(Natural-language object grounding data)
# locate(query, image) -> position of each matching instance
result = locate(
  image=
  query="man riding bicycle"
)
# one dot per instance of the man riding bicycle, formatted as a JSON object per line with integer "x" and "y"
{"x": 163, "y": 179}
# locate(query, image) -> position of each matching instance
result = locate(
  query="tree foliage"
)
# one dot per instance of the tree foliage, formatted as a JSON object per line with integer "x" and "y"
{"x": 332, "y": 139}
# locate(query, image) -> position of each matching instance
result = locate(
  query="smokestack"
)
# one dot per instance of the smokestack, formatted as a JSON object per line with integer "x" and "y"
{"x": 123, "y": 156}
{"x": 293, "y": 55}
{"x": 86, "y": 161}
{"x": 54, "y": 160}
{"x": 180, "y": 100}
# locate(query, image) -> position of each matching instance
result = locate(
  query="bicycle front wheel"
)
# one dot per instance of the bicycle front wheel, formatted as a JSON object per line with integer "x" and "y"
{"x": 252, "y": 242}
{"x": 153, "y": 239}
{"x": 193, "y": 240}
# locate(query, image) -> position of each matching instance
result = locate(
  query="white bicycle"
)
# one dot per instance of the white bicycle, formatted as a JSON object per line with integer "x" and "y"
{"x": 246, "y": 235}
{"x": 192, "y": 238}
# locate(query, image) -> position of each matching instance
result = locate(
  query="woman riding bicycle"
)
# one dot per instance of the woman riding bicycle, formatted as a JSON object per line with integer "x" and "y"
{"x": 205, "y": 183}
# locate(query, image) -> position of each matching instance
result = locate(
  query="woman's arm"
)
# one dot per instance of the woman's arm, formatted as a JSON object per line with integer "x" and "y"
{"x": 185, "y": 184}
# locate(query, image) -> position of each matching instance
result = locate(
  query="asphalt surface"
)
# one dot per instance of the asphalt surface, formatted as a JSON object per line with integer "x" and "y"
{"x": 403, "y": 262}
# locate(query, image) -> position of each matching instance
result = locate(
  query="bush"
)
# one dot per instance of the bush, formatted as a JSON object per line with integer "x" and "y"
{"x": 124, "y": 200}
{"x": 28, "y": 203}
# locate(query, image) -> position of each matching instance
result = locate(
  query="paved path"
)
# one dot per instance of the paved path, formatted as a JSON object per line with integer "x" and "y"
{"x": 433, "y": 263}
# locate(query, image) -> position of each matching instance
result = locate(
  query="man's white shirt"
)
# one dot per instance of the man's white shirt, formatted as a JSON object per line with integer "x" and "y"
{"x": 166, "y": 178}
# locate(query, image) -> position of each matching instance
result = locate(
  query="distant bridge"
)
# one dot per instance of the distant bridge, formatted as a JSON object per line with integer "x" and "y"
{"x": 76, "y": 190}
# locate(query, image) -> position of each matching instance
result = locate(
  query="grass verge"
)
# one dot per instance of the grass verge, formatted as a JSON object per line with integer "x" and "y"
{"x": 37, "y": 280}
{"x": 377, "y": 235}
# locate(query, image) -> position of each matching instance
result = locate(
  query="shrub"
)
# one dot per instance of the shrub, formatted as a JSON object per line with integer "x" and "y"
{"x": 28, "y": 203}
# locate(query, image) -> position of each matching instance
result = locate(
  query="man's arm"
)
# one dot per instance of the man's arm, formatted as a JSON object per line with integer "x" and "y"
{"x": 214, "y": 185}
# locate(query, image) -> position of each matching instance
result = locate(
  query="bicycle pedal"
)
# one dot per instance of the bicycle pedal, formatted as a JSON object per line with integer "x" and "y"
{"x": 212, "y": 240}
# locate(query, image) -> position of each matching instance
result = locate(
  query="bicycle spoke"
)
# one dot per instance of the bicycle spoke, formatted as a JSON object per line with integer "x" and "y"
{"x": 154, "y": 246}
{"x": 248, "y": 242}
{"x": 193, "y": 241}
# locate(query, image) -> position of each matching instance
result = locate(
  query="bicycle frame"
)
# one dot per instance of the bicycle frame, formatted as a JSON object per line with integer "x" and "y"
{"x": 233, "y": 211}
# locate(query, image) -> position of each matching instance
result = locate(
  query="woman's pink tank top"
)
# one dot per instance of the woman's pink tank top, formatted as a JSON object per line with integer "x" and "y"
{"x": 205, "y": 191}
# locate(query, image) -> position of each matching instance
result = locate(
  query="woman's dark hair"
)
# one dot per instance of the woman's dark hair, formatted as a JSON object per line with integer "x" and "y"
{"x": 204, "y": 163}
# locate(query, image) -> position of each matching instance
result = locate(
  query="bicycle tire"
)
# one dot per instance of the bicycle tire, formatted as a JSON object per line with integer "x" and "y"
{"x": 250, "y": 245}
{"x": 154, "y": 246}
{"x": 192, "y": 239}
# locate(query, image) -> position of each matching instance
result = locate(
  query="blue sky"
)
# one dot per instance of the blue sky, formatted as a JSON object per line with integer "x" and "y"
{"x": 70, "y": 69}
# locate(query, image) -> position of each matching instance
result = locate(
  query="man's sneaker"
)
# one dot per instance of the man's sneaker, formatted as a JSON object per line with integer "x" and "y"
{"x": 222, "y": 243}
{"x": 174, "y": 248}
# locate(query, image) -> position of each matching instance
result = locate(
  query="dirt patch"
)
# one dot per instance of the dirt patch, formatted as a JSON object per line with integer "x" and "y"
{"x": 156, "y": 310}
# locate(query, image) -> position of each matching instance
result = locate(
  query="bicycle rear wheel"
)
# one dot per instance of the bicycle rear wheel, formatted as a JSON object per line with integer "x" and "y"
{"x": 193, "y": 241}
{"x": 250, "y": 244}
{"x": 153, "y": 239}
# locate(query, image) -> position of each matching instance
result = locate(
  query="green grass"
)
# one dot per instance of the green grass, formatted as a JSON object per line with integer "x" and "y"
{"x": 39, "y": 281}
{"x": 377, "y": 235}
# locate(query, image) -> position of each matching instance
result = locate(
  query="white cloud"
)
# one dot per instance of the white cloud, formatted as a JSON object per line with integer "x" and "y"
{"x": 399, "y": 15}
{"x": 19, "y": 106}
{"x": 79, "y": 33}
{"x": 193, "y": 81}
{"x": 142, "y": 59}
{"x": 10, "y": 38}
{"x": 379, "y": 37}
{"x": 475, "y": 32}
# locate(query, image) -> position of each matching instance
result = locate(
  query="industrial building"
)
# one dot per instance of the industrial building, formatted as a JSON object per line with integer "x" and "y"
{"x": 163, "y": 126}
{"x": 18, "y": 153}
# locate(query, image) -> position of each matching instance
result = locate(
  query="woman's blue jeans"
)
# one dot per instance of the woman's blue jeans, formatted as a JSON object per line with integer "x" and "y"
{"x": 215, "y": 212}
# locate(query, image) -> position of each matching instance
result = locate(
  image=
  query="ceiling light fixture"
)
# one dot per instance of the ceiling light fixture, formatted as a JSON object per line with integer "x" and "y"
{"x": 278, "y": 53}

**Problem to solve:**
Every entry must appear in the answer exactly as written.

**Task response:**
# locate(query, image) -> position of each matching instance
result = locate(
  image=
  query="man riding bicycle"
)
# one dot per instance of the man riding bicycle, formatted as a JSON object per line with integer "x" and "y"
{"x": 163, "y": 179}
# locate(query, image) -> position of each matching instance
result = locate(
  query="tree foliage"
)
# one dot per instance of the tree foliage, formatted as a JSON object per line with integer "x" and "y"
{"x": 332, "y": 139}
# locate(query, image) -> position of each matching instance
result = locate(
  query="smokestack"
)
# one dot per instance of the smokestack, formatted as a JSON object per line with integer "x" and "y"
{"x": 123, "y": 156}
{"x": 293, "y": 55}
{"x": 86, "y": 161}
{"x": 54, "y": 160}
{"x": 180, "y": 100}
# locate(query, image) -> position of each matching instance
result = locate(
  query="bicycle front wheel"
)
# one dot per instance of the bicycle front wheel, formatted as a JSON object per line with integer "x" and "y"
{"x": 252, "y": 242}
{"x": 153, "y": 239}
{"x": 193, "y": 240}
# locate(query, image) -> position of each matching instance
result = locate(
  query="white bicycle"
)
# one dot per instance of the white bicycle, formatted as a JSON object per line with integer "x" and "y"
{"x": 246, "y": 235}
{"x": 192, "y": 238}
# locate(query, image) -> position of each matching instance
result = locate(
  query="woman riding bicycle"
)
# one dot per instance of the woman riding bicycle, formatted as a JSON object per line with integer "x" and "y"
{"x": 205, "y": 183}
# locate(query, image) -> position of each matching instance
result = locate(
  query="woman's arm"
)
# one dot per instance of the woman's arm, formatted as a JSON object per line with integer "x" and "y"
{"x": 185, "y": 184}
# locate(query, image) -> position of each matching instance
result = locate(
  query="asphalt surface"
)
# one dot per instance of the asphalt surface, formatted as a JSON object per line with integer "x" and "y"
{"x": 403, "y": 262}
# locate(query, image) -> position of each matching instance
result = locate(
  query="bush"
)
# one dot per instance of the bush, formatted as a JSON object per line with integer "x" and "y"
{"x": 124, "y": 200}
{"x": 28, "y": 203}
# locate(query, image) -> position of each matching instance
result = locate(
  query="paved path"
)
# one dot per instance of the paved path, formatted as a JSON object per line with integer "x" and "y"
{"x": 433, "y": 263}
# locate(query, image) -> position of each matching instance
result = locate(
  query="man's white shirt"
)
# one dot per instance of the man's white shirt, formatted as a JSON object per line with integer "x" and "y"
{"x": 166, "y": 178}
# locate(query, image) -> position of each matching instance
result = locate(
  query="distant bridge"
)
# one dot per instance of the distant bridge, formatted as a JSON object per line with integer "x" and "y"
{"x": 76, "y": 190}
# locate(query, image) -> position of each matching instance
result = locate(
  query="grass verge"
)
# one dot per instance of the grass verge, formatted as a JSON object per line with integer "x" and "y"
{"x": 37, "y": 280}
{"x": 377, "y": 235}
# locate(query, image) -> position of each matching instance
result = locate(
  query="shrub"
)
# one dot per instance of the shrub, formatted as a JSON object per line with integer "x" and "y"
{"x": 28, "y": 203}
# locate(query, image) -> position of each matching instance
result = locate(
  query="man's arm"
)
# one dot per instance of the man's arm, formatted as a JSON object per line with integer "x" and "y"
{"x": 214, "y": 185}
# locate(query, image) -> position of each matching instance
result = locate(
  query="bicycle pedal"
)
# one dot per instance of the bicycle pedal, formatted as a JSON object per line with integer "x" and "y"
{"x": 212, "y": 240}
# locate(query, image) -> position of each matching instance
result = locate(
  query="bicycle spoke"
)
# one dot per instance of the bicycle spoke, formatted as a JSON object per line with integer "x" and "y"
{"x": 154, "y": 246}
{"x": 248, "y": 242}
{"x": 193, "y": 241}
# locate(query, image) -> position of each matching instance
result = locate(
  query="bicycle frame"
)
# one dot per instance of the bicycle frame, formatted as a JSON object per line with integer "x" and "y"
{"x": 233, "y": 211}
# locate(query, image) -> position of each matching instance
result = locate(
  query="woman's pink tank top"
)
# one dot per instance of the woman's pink tank top, formatted as a JSON object per line with integer "x" and "y"
{"x": 205, "y": 191}
# locate(query, image) -> position of each matching instance
result = locate(
  query="woman's dark hair"
)
# one dot per instance of the woman's dark hair, formatted as a JSON object per line with integer "x" and "y"
{"x": 204, "y": 163}
# locate(query, image) -> position of each matching instance
result = locate(
  query="bicycle tire"
)
# one dot per instance of the bicycle tire, formatted as a JSON object per line with integer "x" and "y"
{"x": 250, "y": 245}
{"x": 154, "y": 246}
{"x": 192, "y": 239}
# locate(query, image) -> position of each matching instance
result = locate(
  query="blue sky"
)
# one dot per instance of the blue sky, formatted as a JSON object per line with integer "x" and "y"
{"x": 70, "y": 69}
# locate(query, image) -> position of each matching instance
result = locate(
  query="man's sneaker"
)
# one dot per instance of the man's sneaker, formatted as a JSON object per line with integer "x" and "y"
{"x": 222, "y": 243}
{"x": 174, "y": 248}
# locate(query, image) -> position of each matching instance
result = locate(
  query="dirt patch"
)
# one dot per instance of the dirt patch, formatted as a JSON object per line with integer "x" and "y"
{"x": 156, "y": 310}
# locate(query, image) -> position of each matching instance
result = locate(
  query="bicycle rear wheel"
)
# one dot per instance of the bicycle rear wheel, formatted as a JSON object per line with integer "x" and "y"
{"x": 193, "y": 241}
{"x": 250, "y": 244}
{"x": 153, "y": 239}
# locate(query, image) -> position of each matching instance
result = locate(
  query="green grass"
)
# one dot per instance of the green grass, formatted as a JSON object per line with integer "x" and "y"
{"x": 39, "y": 281}
{"x": 377, "y": 235}
# locate(query, image) -> position of each matching instance
result = locate(
  query="white cloud"
)
# one dot per instance of the white cloud, formatted as a JSON object per line with integer "x" and "y"
{"x": 399, "y": 15}
{"x": 19, "y": 106}
{"x": 79, "y": 33}
{"x": 193, "y": 81}
{"x": 142, "y": 59}
{"x": 10, "y": 38}
{"x": 379, "y": 37}
{"x": 475, "y": 32}
# locate(query, image) -> position of each matching instance
result = locate(
  query="industrial building"
)
# one dot per instance of the industrial building, formatted as a JSON object per line with integer "x" and "y"
{"x": 163, "y": 126}
{"x": 18, "y": 153}
# locate(query, image) -> position of each matching instance
result = locate(
  query="woman's blue jeans"
)
# one dot per instance of the woman's blue jeans, formatted as a JSON object per line with integer "x" and "y"
{"x": 215, "y": 212}
# locate(query, image) -> position of each matching instance
result = locate(
  image=
  query="ceiling light fixture"
)
# one dot per instance of the ceiling light fixture, formatted as a JSON object per line with integer "x" and "y"
{"x": 278, "y": 53}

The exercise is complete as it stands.